Your task: Turn all of the material below into a JSON list of strings, one string for each line, with blank lines left out. Leave the pictures out of the list.
↓
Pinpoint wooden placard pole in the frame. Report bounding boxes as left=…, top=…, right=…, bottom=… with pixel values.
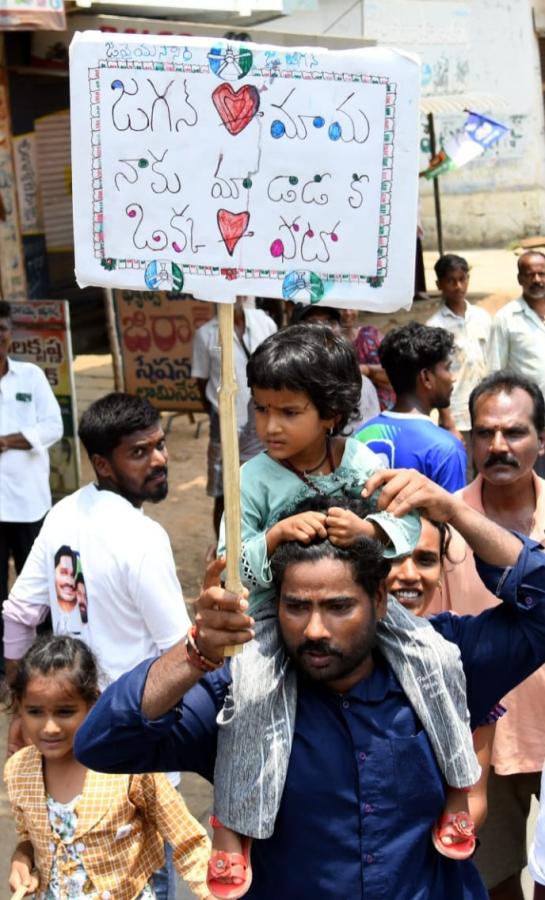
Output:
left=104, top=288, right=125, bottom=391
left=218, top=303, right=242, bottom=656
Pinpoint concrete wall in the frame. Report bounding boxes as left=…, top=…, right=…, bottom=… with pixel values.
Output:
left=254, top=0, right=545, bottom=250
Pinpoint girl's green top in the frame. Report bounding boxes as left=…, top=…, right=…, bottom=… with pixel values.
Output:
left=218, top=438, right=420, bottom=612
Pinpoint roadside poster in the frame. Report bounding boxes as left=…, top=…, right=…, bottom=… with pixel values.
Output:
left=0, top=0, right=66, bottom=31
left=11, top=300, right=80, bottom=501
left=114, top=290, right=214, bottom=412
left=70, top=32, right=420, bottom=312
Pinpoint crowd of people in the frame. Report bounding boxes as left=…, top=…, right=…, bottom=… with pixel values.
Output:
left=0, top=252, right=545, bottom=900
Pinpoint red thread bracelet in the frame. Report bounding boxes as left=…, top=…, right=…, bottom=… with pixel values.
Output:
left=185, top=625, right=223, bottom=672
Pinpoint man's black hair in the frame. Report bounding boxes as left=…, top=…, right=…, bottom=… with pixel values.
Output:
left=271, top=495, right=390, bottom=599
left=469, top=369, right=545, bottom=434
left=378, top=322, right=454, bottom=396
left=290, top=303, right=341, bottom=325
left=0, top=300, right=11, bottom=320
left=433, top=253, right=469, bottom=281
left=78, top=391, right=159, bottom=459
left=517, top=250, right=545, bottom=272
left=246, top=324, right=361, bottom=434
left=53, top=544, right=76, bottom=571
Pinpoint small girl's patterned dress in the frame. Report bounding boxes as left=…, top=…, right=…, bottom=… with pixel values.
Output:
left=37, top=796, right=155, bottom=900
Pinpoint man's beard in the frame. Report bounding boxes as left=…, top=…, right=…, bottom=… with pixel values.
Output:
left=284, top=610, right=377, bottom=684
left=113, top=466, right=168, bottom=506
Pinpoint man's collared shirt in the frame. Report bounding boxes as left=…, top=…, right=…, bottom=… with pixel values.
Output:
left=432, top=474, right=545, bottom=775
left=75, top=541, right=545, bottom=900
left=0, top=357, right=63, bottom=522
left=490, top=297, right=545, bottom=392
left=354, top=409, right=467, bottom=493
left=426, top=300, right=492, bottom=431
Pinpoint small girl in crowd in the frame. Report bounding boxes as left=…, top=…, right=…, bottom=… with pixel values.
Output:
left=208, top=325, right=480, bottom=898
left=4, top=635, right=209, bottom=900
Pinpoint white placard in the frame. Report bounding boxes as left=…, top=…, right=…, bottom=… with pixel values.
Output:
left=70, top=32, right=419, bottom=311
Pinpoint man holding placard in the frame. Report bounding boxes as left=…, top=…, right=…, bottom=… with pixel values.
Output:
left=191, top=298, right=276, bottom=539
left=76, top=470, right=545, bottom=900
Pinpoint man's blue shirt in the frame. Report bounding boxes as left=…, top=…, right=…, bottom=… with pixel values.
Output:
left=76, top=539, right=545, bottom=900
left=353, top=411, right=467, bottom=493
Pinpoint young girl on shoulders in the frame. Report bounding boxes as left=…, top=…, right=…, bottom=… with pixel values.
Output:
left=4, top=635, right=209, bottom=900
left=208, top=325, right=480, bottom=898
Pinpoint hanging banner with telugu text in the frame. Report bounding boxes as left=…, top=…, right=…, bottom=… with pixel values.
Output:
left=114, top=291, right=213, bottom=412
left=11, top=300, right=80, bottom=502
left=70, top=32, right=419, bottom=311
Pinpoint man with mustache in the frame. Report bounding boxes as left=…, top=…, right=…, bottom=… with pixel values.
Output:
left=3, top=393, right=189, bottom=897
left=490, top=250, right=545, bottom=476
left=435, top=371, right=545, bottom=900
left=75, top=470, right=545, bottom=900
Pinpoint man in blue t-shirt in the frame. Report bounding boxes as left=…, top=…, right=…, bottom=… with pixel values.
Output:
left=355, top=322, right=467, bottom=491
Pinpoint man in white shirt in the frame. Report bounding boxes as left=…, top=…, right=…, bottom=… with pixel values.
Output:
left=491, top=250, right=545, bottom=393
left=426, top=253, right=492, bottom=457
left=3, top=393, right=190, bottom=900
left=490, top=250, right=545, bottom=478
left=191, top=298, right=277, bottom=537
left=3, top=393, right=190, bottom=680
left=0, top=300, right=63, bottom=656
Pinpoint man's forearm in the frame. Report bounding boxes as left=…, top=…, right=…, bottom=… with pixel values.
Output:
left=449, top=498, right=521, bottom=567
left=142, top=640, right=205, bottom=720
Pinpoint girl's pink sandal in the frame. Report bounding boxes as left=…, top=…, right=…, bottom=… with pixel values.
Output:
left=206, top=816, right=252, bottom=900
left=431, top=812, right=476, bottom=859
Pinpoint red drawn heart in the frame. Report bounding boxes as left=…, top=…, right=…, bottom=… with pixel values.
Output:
↑
Result for this task:
[
  "Pinpoint wooden placard pole in the frame. Report bounding boxes as left=…, top=…, right=…, bottom=… with pixel values.",
  "Output:",
  "left=104, top=288, right=125, bottom=391",
  "left=218, top=303, right=242, bottom=656",
  "Pinpoint concrete wall in the frame. Report bounding boxes as left=…, top=…, right=…, bottom=… with pixel values.",
  "Output:",
  "left=254, top=0, right=545, bottom=250",
  "Pinpoint girl's green top in the frame. Report bounding boxes as left=…, top=…, right=…, bottom=… with pixel values.",
  "Output:",
  "left=218, top=438, right=420, bottom=612",
  "Pinpoint roadside poster in the frame. Report bounding boxes as left=…, top=…, right=…, bottom=… with pixel values.",
  "Output:",
  "left=0, top=0, right=66, bottom=31",
  "left=11, top=300, right=80, bottom=501",
  "left=114, top=290, right=214, bottom=412",
  "left=70, top=32, right=420, bottom=312",
  "Pinpoint crowd of people in the frame. Report bounding boxes as left=…, top=…, right=…, bottom=… with pixel values.",
  "Output:",
  "left=0, top=252, right=545, bottom=900",
  "Pinpoint red thread bracelet in the frame. Report bounding boxes as left=…, top=…, right=…, bottom=… with pixel values.",
  "Output:",
  "left=185, top=625, right=223, bottom=672",
  "Pinpoint man's black hair in the frame. Report bounding boxes as left=…, top=…, right=…, bottom=… with pixel values.",
  "Output:",
  "left=271, top=495, right=390, bottom=599",
  "left=469, top=369, right=545, bottom=434",
  "left=378, top=322, right=454, bottom=396",
  "left=290, top=303, right=341, bottom=325",
  "left=0, top=300, right=11, bottom=320",
  "left=433, top=253, right=469, bottom=281",
  "left=78, top=391, right=159, bottom=459",
  "left=517, top=250, right=545, bottom=272",
  "left=246, top=324, right=361, bottom=434",
  "left=53, top=544, right=76, bottom=571",
  "Pinpoint small girl's patterned dress in the frame. Report bounding boxes as left=…, top=…, right=…, bottom=… with pixel values.",
  "Output:",
  "left=37, top=796, right=155, bottom=900",
  "Pinpoint man's beard in the frame. Report bounding boxes as left=…, top=…, right=…, bottom=… with pixel values.",
  "Output:",
  "left=284, top=610, right=377, bottom=684",
  "left=113, top=466, right=168, bottom=506",
  "Pinpoint man's collared shirt in the frame. Report bounding boxes as left=…, top=…, right=…, bottom=… with pixel values.",
  "Output:",
  "left=432, top=474, right=545, bottom=775",
  "left=75, top=541, right=545, bottom=900",
  "left=0, top=357, right=63, bottom=522",
  "left=490, top=297, right=545, bottom=392",
  "left=354, top=409, right=467, bottom=493",
  "left=426, top=300, right=492, bottom=431",
  "Pinpoint small girl in crowd in the frame. Report bounding boxes as left=…, top=…, right=…, bottom=… with pixel values.",
  "Output:",
  "left=208, top=325, right=480, bottom=898",
  "left=4, top=635, right=209, bottom=900",
  "Pinpoint white placard in the frame. Report bounding boxes as left=…, top=…, right=…, bottom=… with pixel values.",
  "Output:",
  "left=70, top=32, right=419, bottom=311",
  "Pinpoint man holding placard in the frame. Report bounding boxes as left=…, top=…, right=…, bottom=… with pixel values.",
  "Output:",
  "left=191, top=298, right=276, bottom=539",
  "left=76, top=470, right=545, bottom=900",
  "Pinpoint man's blue shirt in the frame. Report bounding boxes as left=…, top=…, right=…, bottom=… with pixel values.",
  "Output:",
  "left=76, top=539, right=545, bottom=900",
  "left=353, top=411, right=467, bottom=493",
  "Pinpoint young girl on shoulders in the frame. Report bounding boxes as left=…, top=…, right=…, bottom=… with pixel values.",
  "Output:",
  "left=4, top=635, right=209, bottom=900",
  "left=208, top=325, right=480, bottom=898",
  "Pinpoint hanging banner with telugu text in the frame. Report bounding boxes as left=…, top=…, right=…, bottom=… with pixel values.",
  "Output:",
  "left=114, top=291, right=213, bottom=412",
  "left=11, top=300, right=80, bottom=502",
  "left=70, top=32, right=419, bottom=311",
  "Pinpoint man with mustache in the frame. Report bounding boxes as left=…, top=…, right=…, bottom=… with pixel values.",
  "Output:",
  "left=3, top=393, right=189, bottom=897",
  "left=490, top=250, right=545, bottom=476",
  "left=435, top=371, right=545, bottom=900",
  "left=75, top=470, right=545, bottom=900",
  "Pinpoint man in blue t-shirt in the frame. Report bounding boxes as left=…, top=…, right=…, bottom=… with pixel values.",
  "Output:",
  "left=355, top=322, right=467, bottom=491",
  "Pinpoint man in white shirt in the frame. Report bounding boxes as left=…, top=…, right=…, bottom=… with pixel values.",
  "Output:",
  "left=491, top=250, right=545, bottom=393",
  "left=426, top=253, right=492, bottom=457",
  "left=3, top=393, right=190, bottom=900",
  "left=490, top=250, right=545, bottom=478",
  "left=191, top=298, right=277, bottom=537",
  "left=3, top=393, right=190, bottom=680",
  "left=0, top=300, right=63, bottom=656",
  "Pinpoint man's forearm in the frame. Report bounding boxes as left=…, top=…, right=…, bottom=… with pixel values.",
  "Output:",
  "left=449, top=498, right=521, bottom=567",
  "left=142, top=640, right=205, bottom=720",
  "Pinpoint girl's pink sandal in the frame. Report bounding boxes as left=…, top=…, right=…, bottom=… with pixel values.",
  "Output:",
  "left=206, top=816, right=252, bottom=900",
  "left=431, top=812, right=476, bottom=859",
  "Pinpoint red drawn heart in the frame. Report bounding boxes as left=…, top=…, right=…, bottom=… with pixel values.",
  "Output:"
]